--- Begin SELECTED PASSAGE ---
The Italians came and with them new festivities, demonstrations, meetings, and speeches. How different it all appeared to me from my memorable first days on Belo-Ostrov. No doubt the Italians now felt as awed as I did then, as inspired by the seeming wonder of Russia. Six months and the close proximity with the reality of things quite changed the picture for me. The spontaneity, the enthusiasm, the vitality had all gone out of it. Only a pale shadow remained, a grinning phantom that clutched at my heart.
On the Uritski Square the masses were growing weary with long waiting. They had been kept there for hours before the Italian Mission arrived from the Tauride Palace. The ceremonies were just beginning when a woman leaning against the platform, wan and pale, began to weep. I stood close by. " It is easy for them to talk," she moaned, "but we've had no food all day We received orders to march directly from our work on pain of losing our bread rations. Since five this morning I am on my feet. We were not permitted to go home after work to our bit of dinner. We had to come here. Seventeen hours on a piece of bread and some kipyatok [boiled water]. Do the visitors know anything about us?" The speeches went on, the "Internationale" was being repeated for the tenth time, the sailors performed their fancy exercises and the claqueurs on the reviewing stand were shouting hurrahs. I rushed away. I, too, was weeping, though my eyes remained dry.
--- End SELECTED PASSAGE ---
--- Begin DATASET ROWS ---
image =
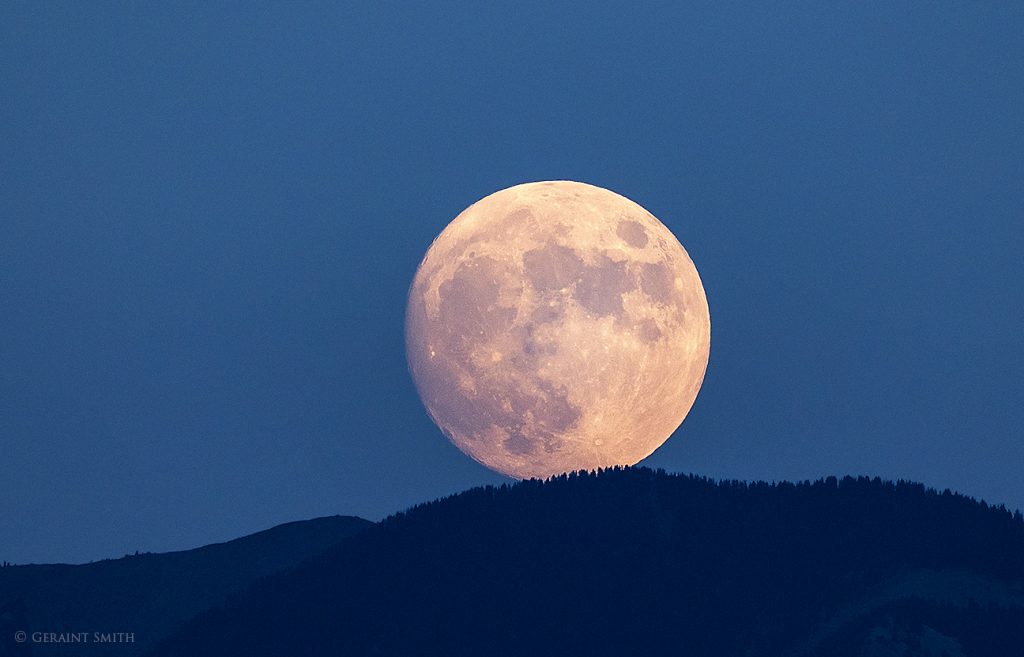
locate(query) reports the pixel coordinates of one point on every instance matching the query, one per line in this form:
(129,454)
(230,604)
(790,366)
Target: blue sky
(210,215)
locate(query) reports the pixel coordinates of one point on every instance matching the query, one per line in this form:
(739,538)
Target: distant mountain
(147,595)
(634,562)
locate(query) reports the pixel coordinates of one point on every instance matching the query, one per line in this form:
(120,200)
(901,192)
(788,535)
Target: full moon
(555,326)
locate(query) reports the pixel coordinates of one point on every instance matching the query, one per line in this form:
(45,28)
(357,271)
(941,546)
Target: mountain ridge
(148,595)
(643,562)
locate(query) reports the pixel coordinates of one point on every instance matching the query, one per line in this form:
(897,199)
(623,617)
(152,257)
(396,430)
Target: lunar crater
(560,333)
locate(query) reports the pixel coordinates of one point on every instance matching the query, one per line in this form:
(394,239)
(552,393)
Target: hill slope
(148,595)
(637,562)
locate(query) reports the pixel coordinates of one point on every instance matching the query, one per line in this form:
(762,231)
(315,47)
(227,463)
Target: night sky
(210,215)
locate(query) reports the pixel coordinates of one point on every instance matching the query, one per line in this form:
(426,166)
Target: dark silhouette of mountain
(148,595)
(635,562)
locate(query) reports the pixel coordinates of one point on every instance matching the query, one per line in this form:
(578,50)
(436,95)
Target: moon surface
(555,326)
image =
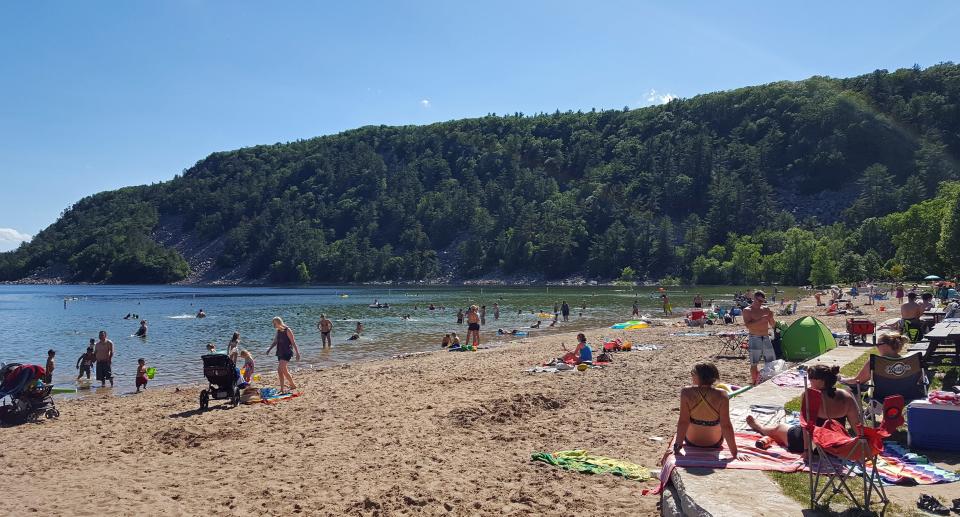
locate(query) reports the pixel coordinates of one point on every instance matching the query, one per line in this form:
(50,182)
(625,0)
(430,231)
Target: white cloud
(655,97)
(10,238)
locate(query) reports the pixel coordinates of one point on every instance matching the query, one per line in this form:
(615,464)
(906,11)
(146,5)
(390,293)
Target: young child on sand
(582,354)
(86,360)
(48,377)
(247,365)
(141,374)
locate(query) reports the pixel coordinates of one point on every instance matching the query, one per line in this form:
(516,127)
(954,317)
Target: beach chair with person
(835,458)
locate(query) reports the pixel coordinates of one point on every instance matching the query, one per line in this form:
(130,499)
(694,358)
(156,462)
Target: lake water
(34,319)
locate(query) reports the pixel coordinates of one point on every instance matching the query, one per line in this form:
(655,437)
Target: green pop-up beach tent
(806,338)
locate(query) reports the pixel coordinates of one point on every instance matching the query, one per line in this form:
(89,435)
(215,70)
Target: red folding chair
--- End DATASET ROWS ---
**PROBLEMS TO WORK ON**
A) From the passage on the Italian Mission's reception, list every proper name of a place.
B) Rewrite the part of the passage on the Italian Mission's reception that opens with the words "The Italians came" and closes with "at my heart.", replacing "Italians" with "visitors".
C) Extend the passage on the Italian Mission's reception with a further paragraph that follows its final sentence.

**REPLIES**
A) Belo-Ostrov, Russia, Uritski Square, Tauride Palace

B)
The visitors came and with them new festivities, demonstrations, meetings, and speeches. How different it all appeared to me from my memorable first days on Belo-Ostrov. No doubt the visitors now felt as awed as I did then, as inspired by the seeming wonder of Russia. Six months and the close proximity with the reality of things quite changed the picture for me. The spontaneity, the enthusiasm, the vitality had all gone out of it. Only a pale shadow remained, a grinning phantom that clutched at my heart.

C)
The Italian, like the English, Mission was quartered in the Narishkin Palace. One day, on visiting Angelica there, I found her in a perturbed state of mind. Through one of the servants she had learned that the ax-princess Narishkin, former owner of the palace, had come to beg for the silver ikon which had been in the family for generations. "Just that ikon," she had implored. But the ikon was now state property, and Balabanova could do nothing about it. "Just think," Angelica said, "Narishkin, old and desolate, now stands on the street corner begging, and I live in this palace. How dreadful is life! I am no good for it; I must get away."
But Angelica was bound by party discipline; she stayed on in the palace until she returned to Moscow. I know she did not feel much happier than the ragged and starving ax-princess begging on the street corner.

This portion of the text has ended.